* _RECORD SET_:

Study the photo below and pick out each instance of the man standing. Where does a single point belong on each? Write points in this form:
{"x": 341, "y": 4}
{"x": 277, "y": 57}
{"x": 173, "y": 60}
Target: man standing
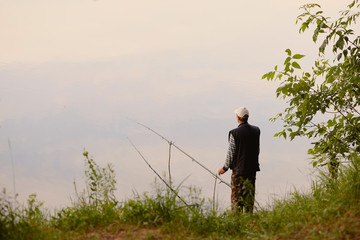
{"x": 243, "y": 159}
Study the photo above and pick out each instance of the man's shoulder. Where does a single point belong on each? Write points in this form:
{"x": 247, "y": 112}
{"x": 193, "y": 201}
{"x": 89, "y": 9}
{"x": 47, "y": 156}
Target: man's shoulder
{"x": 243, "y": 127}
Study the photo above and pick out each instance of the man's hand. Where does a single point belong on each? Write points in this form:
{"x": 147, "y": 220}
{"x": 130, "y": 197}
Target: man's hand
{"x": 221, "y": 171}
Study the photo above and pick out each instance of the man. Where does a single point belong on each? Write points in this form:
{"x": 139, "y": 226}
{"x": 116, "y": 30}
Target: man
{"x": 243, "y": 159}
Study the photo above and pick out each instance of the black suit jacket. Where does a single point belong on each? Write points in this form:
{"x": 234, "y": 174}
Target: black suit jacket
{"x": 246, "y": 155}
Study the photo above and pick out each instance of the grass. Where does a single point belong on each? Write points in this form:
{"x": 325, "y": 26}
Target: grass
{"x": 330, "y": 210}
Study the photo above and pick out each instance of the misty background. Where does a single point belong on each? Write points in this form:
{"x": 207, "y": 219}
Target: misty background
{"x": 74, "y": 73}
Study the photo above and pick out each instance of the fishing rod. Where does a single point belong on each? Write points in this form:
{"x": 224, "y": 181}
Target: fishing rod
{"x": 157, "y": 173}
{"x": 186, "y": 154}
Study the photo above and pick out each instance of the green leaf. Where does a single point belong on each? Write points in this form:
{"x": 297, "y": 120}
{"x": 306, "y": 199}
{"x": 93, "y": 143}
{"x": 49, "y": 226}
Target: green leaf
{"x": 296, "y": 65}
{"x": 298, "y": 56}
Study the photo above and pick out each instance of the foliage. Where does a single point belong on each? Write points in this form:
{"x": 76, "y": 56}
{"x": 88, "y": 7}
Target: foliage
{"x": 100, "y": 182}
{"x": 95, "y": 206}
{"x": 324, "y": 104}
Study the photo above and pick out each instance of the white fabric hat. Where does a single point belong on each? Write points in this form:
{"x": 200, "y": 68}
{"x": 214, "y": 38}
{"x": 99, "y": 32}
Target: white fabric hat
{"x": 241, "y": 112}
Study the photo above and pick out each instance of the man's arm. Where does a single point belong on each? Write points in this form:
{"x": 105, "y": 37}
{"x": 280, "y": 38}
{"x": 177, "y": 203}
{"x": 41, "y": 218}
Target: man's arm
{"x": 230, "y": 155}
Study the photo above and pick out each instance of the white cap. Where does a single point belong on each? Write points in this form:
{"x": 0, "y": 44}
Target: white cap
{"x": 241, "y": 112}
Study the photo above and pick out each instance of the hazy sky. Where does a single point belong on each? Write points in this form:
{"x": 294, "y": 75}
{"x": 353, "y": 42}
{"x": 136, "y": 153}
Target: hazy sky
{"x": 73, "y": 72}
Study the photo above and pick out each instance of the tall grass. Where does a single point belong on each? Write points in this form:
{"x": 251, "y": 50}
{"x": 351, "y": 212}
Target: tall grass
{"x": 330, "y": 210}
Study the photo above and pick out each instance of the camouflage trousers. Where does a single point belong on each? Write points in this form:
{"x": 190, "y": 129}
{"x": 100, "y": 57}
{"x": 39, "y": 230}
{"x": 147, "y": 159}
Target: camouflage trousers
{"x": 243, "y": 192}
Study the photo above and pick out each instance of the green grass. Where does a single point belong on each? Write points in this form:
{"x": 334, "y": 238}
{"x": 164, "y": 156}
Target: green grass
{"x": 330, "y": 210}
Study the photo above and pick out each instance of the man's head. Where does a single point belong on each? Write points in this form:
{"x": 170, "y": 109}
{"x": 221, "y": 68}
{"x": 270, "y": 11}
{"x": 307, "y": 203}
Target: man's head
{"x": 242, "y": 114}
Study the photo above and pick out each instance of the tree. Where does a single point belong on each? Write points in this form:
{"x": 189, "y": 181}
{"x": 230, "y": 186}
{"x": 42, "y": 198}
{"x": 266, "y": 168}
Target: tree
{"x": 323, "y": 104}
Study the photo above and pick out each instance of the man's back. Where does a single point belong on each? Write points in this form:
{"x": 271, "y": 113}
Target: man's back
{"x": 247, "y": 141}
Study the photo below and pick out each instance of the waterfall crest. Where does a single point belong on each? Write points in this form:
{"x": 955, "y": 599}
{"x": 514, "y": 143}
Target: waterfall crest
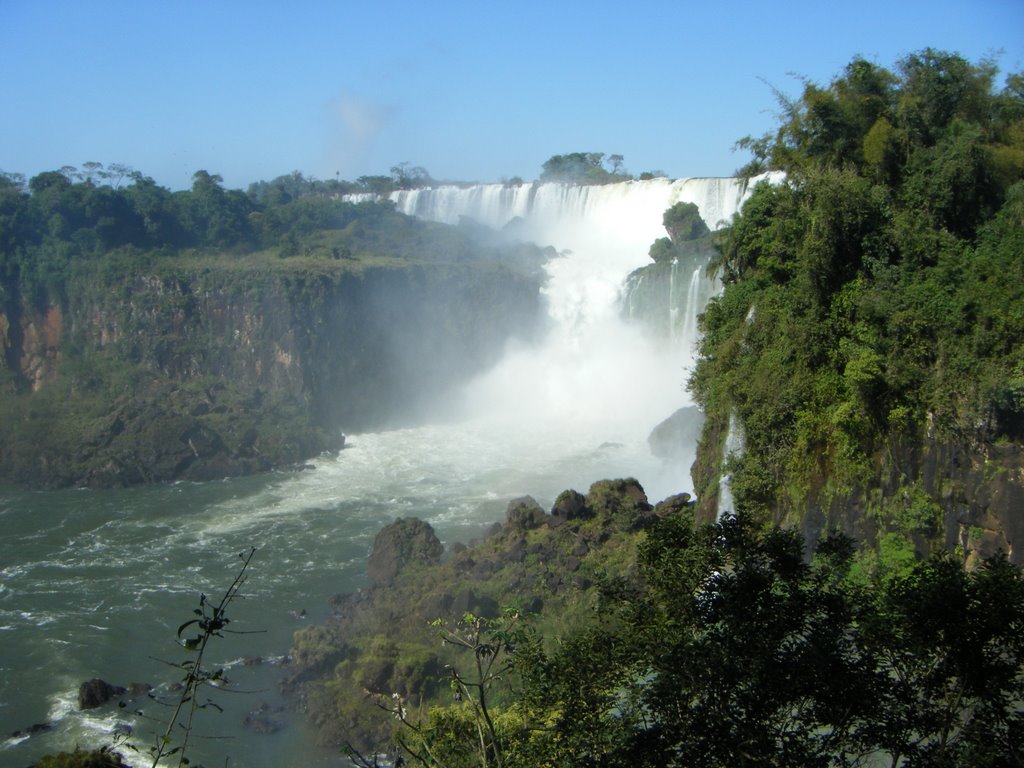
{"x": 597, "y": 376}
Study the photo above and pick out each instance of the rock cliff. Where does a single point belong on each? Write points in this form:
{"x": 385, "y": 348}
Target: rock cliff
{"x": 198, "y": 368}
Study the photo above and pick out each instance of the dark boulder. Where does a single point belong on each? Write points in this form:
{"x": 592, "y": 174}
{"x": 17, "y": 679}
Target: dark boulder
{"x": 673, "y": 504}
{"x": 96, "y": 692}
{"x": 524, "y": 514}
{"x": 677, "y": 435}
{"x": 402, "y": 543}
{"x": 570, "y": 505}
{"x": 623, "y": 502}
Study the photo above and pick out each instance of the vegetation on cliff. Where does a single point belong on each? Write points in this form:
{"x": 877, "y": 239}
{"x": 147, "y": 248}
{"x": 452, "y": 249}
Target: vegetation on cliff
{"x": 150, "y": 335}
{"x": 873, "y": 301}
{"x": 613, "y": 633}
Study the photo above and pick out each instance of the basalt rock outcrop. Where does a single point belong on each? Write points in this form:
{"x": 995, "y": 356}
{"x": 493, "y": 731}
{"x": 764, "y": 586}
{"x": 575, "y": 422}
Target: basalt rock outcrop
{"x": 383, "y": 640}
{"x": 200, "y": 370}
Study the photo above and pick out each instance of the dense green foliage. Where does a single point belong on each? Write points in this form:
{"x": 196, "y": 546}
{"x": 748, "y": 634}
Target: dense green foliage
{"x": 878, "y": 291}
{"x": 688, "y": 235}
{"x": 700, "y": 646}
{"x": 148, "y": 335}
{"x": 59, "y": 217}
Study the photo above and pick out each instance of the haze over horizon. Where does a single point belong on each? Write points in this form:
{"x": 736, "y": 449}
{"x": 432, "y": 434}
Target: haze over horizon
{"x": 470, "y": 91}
--
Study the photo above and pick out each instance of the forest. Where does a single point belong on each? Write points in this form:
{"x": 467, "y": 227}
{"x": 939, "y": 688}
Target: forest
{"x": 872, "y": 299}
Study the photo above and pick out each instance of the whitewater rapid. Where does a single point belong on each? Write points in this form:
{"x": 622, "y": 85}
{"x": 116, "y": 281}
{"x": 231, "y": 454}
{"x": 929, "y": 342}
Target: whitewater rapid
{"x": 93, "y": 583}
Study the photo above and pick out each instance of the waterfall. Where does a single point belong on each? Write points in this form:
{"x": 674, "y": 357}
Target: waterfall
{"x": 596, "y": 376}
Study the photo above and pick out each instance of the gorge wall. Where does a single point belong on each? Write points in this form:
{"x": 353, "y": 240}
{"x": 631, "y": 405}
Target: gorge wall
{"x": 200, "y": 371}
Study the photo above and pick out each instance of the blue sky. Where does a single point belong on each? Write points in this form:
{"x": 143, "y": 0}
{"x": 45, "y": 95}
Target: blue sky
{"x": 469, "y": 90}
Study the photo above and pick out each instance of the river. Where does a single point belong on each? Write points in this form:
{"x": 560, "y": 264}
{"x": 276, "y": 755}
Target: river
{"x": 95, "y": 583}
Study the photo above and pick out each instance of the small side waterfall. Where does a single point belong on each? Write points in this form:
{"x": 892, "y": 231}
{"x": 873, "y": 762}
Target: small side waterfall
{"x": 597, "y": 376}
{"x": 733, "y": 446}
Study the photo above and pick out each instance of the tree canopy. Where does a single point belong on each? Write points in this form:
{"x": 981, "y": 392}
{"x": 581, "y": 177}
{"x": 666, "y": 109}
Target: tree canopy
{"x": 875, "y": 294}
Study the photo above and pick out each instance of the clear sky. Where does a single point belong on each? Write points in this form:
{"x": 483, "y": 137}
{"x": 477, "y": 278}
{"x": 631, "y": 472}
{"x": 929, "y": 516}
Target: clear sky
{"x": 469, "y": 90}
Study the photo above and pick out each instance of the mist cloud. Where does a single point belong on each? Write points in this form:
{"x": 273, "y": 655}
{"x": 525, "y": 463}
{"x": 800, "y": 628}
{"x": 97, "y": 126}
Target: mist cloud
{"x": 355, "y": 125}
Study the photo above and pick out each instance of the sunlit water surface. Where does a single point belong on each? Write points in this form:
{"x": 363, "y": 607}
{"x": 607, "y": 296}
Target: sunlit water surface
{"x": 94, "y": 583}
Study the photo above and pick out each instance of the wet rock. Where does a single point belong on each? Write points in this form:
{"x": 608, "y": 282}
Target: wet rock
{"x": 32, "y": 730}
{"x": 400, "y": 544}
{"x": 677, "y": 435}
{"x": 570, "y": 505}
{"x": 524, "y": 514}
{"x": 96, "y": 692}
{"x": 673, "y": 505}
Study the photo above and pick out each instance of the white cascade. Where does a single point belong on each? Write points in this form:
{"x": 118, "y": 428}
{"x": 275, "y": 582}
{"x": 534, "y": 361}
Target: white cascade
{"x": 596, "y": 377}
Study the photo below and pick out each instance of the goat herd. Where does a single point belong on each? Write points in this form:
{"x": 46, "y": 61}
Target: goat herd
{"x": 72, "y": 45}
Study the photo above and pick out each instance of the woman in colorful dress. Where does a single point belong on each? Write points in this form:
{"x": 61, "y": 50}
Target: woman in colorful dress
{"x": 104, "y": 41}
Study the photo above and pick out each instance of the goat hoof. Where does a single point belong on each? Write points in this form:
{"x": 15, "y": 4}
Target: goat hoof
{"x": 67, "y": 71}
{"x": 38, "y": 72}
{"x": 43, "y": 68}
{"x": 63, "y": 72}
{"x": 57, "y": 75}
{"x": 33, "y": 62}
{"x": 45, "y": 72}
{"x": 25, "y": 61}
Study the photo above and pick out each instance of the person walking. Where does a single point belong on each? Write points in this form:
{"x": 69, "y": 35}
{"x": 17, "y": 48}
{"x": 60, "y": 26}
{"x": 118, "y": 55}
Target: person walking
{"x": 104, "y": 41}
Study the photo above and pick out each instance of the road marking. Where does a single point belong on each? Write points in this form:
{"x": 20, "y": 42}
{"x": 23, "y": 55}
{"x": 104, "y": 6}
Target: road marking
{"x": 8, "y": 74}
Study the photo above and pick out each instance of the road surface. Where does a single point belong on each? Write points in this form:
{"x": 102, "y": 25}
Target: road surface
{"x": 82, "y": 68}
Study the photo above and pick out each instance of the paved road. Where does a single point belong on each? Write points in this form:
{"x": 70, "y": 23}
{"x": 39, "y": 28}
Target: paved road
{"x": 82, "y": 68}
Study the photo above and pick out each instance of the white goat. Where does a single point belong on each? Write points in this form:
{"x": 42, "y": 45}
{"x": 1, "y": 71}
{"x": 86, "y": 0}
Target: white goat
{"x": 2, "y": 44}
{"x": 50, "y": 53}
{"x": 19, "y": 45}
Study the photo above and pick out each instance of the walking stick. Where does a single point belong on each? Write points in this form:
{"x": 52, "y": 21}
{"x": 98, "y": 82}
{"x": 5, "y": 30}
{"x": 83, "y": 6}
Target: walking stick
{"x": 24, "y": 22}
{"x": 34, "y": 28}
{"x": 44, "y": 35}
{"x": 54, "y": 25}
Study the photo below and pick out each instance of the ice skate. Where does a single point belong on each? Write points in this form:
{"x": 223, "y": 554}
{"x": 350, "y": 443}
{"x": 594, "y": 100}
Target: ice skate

* _TASK INSTRUCTIONS_: Tally the lines in the rows above that contain the word "wall", and state only the resulting number.

* _CORRECT ANSWER_: 2